*** Extrait du texte ***

Elévation de la Chapelle de la Sorbonne par Jacques Lemercier (1632-1653).

16 mai 1635

   Nous entrons enfin dans cette guerre où nous étions à l’écart… Sa Majesté a enfin compris que les Habsbourg sont tous des pleutres ! La guerre est mal engagée pour nous… nous devons combattre, et nous efforcer, car nous gagnerons, je le sais ! La France du cardinal de Richelieu sera Glorieuse ! VICTORIEUSE !

   Nota Bene à nous-même : vérifier que S.M. Louis treizième, ce coquin, ne trouve jamais ce journal. Nous prenons le pouvoir et les rênes du royaume, mais si le roi s’en rend compte…

 

 1638

   AH ! On nous critiquait pour un soi-disant manque de peinture dans notre collection. Pfff, sycophantes ! paltoquets ! Voilà qui vous clouera le bec. Un Caravage, acheté à ce faquin de Del Monte, avec ses grands airs d’italien…

concert caravage
Michelangelo dei Merisi dit Le Caravage
(Milan ou Caravaggio, 1571– Porto Ercole, 1610), 
Le Concert dit aussi Les Musiciens, 1597, 
Huile sur toile, 92 × 118,4 cm, 
New-York, Metropolitain Museum of Art.

*** Données extraites ***

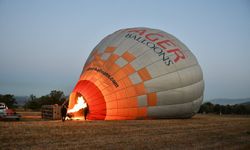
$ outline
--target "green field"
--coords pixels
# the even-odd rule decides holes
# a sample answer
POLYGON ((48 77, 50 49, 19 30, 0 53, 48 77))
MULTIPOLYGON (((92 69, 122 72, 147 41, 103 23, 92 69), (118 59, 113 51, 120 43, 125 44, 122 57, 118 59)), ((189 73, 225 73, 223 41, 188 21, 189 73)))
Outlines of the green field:
POLYGON ((0 149, 250 149, 249 116, 66 122, 24 117, 0 122, 0 133, 0 149))

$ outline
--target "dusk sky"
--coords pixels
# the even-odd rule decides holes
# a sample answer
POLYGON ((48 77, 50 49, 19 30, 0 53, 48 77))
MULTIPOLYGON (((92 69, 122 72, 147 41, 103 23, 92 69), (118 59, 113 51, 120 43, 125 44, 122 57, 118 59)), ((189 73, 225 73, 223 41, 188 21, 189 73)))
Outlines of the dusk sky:
POLYGON ((68 95, 92 49, 130 27, 185 43, 205 99, 250 97, 249 0, 0 0, 0 94, 68 95))

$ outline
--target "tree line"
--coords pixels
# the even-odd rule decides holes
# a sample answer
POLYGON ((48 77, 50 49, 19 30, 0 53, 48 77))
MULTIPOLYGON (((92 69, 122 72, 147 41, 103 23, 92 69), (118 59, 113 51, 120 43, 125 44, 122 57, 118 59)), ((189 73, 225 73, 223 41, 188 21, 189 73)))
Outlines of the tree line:
MULTIPOLYGON (((28 100, 25 102, 23 108, 32 109, 32 110, 40 110, 42 105, 61 105, 66 100, 66 96, 62 91, 52 90, 50 94, 36 97, 35 95, 30 95, 28 100)), ((17 108, 17 101, 14 95, 0 94, 0 102, 5 103, 8 108, 17 108)))
MULTIPOLYGON (((36 97, 30 95, 24 104, 25 109, 39 110, 42 105, 61 105, 66 100, 66 96, 62 91, 52 90, 50 94, 36 97)), ((14 95, 0 94, 0 102, 4 102, 9 108, 17 108, 17 101, 14 95)), ((214 113, 214 114, 250 114, 250 104, 235 104, 235 105, 219 105, 211 102, 206 102, 201 105, 198 113, 214 113)))
POLYGON ((199 113, 214 114, 250 114, 250 104, 219 105, 206 102, 201 105, 199 113))

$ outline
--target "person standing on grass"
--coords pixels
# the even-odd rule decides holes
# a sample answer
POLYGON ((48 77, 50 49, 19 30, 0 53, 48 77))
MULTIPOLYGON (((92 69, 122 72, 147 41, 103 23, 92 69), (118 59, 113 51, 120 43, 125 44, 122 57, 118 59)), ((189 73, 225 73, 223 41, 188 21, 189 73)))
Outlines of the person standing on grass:
POLYGON ((65 121, 66 115, 67 115, 67 107, 65 105, 62 105, 62 108, 61 108, 62 122, 65 121))
POLYGON ((84 119, 87 119, 87 115, 89 113, 89 105, 87 104, 87 107, 83 108, 83 115, 84 115, 84 119))

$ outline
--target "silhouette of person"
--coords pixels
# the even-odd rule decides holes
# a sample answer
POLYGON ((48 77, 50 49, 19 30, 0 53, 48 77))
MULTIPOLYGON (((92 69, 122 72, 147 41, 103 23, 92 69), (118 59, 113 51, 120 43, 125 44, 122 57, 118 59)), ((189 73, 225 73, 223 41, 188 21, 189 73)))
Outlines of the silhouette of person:
POLYGON ((87 107, 83 108, 83 115, 84 115, 84 119, 87 119, 87 115, 89 113, 89 105, 87 104, 87 107))
POLYGON ((62 108, 61 108, 61 117, 62 117, 62 121, 63 122, 65 121, 66 115, 67 115, 67 107, 65 105, 62 105, 62 108))

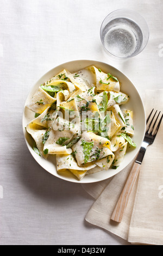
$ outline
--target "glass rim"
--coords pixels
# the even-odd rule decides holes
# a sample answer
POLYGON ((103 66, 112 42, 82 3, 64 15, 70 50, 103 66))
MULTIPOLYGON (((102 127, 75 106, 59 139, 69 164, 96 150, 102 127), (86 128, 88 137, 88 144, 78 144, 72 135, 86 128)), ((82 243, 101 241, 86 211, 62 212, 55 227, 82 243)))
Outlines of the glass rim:
MULTIPOLYGON (((124 17, 125 17, 125 16, 124 15, 124 17)), ((133 21, 134 21, 134 20, 133 20, 133 21)), ((104 20, 103 20, 103 22, 102 22, 102 24, 101 25, 101 27, 100 27, 100 38, 101 38, 101 42, 103 45, 103 46, 104 47, 104 49, 106 51, 106 52, 108 52, 109 53, 110 53, 111 56, 116 57, 117 59, 117 58, 119 58, 119 59, 129 59, 130 58, 132 58, 134 56, 136 56, 137 55, 138 55, 139 53, 140 53, 143 50, 144 48, 145 48, 145 47, 146 46, 147 44, 148 44, 148 40, 149 40, 149 27, 148 27, 148 24, 146 21, 146 20, 145 19, 145 18, 143 17, 143 16, 141 15, 141 14, 140 14, 139 12, 136 11, 135 11, 134 10, 132 10, 132 9, 126 9, 126 8, 121 8, 121 9, 116 9, 116 10, 115 10, 112 11, 111 11, 111 13, 110 13, 109 14, 108 14, 108 15, 106 15, 105 16, 105 17, 104 19, 104 20), (140 51, 139 51, 137 52, 137 53, 135 54, 135 55, 132 55, 132 56, 130 56, 129 57, 119 57, 119 56, 117 56, 114 54, 112 54, 109 51, 108 51, 108 49, 106 49, 106 48, 105 47, 105 46, 104 45, 104 44, 103 42, 103 40, 102 40, 102 26, 104 22, 104 21, 105 21, 105 20, 106 19, 106 18, 111 15, 112 14, 113 14, 114 13, 116 13, 116 12, 118 12, 120 11, 130 11, 130 12, 132 12, 133 14, 134 13, 135 14, 137 14, 138 15, 139 15, 139 16, 140 17, 141 17, 141 19, 142 19, 142 20, 143 21, 145 24, 146 25, 146 26, 147 26, 147 28, 148 29, 148 35, 147 36, 147 39, 146 39, 146 43, 145 44, 145 45, 142 47, 142 48, 141 49, 141 50, 140 51)))

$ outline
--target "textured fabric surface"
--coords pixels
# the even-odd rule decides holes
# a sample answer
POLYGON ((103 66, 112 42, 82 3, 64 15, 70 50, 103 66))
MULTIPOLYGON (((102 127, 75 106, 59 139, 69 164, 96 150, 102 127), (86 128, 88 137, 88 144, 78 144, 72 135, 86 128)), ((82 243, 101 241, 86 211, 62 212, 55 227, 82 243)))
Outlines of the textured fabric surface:
MULTIPOLYGON (((23 138, 22 116, 27 95, 39 78, 75 59, 95 59, 115 66, 142 97, 145 89, 161 89, 162 0, 1 0, 0 10, 0 244, 130 244, 85 221, 95 199, 80 184, 52 176, 37 164, 23 138), (140 54, 120 62, 104 52, 99 29, 104 17, 120 8, 142 14, 150 36, 140 54)), ((122 182, 125 172, 123 175, 122 182)), ((155 189, 162 185, 160 179, 155 189)), ((105 184, 96 186, 91 193, 97 199, 105 184)), ((131 242, 136 241, 134 221, 136 218, 130 226, 131 242)))
MULTIPOLYGON (((147 116, 150 113, 152 106, 162 113, 162 89, 146 90, 147 116)), ((101 182, 100 187, 83 185, 97 199, 86 216, 87 221, 132 243, 163 244, 163 124, 161 124, 154 143, 147 148, 121 222, 117 223, 110 220, 110 217, 134 161, 111 180, 101 182)))

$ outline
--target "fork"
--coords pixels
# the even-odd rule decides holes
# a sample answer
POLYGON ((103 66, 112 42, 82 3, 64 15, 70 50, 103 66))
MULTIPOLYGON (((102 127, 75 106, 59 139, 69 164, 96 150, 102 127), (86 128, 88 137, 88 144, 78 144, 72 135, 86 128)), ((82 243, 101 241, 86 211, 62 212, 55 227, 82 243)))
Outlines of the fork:
POLYGON ((152 109, 147 119, 146 131, 141 148, 111 216, 111 220, 117 222, 121 222, 122 221, 123 214, 127 205, 129 196, 139 173, 141 164, 142 162, 147 148, 149 145, 151 145, 153 143, 162 119, 163 114, 160 120, 159 120, 158 119, 161 112, 160 111, 154 120, 158 111, 156 110, 155 113, 152 114, 153 111, 154 109, 152 109), (152 118, 151 120, 149 120, 151 118, 152 118), (158 120, 159 121, 156 124, 158 120), (149 124, 148 123, 149 123, 149 124), (157 126, 155 127, 156 125, 157 126))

***

> À faire
Relevez tous les noms de villes cités dans la notice du tableau du Caravage qui termine l'extrait. Les entrées forment un matériau indépendant de l'extrait.

> Zone de réponse
Milan, Caravaggio, Porto Ercole, New-York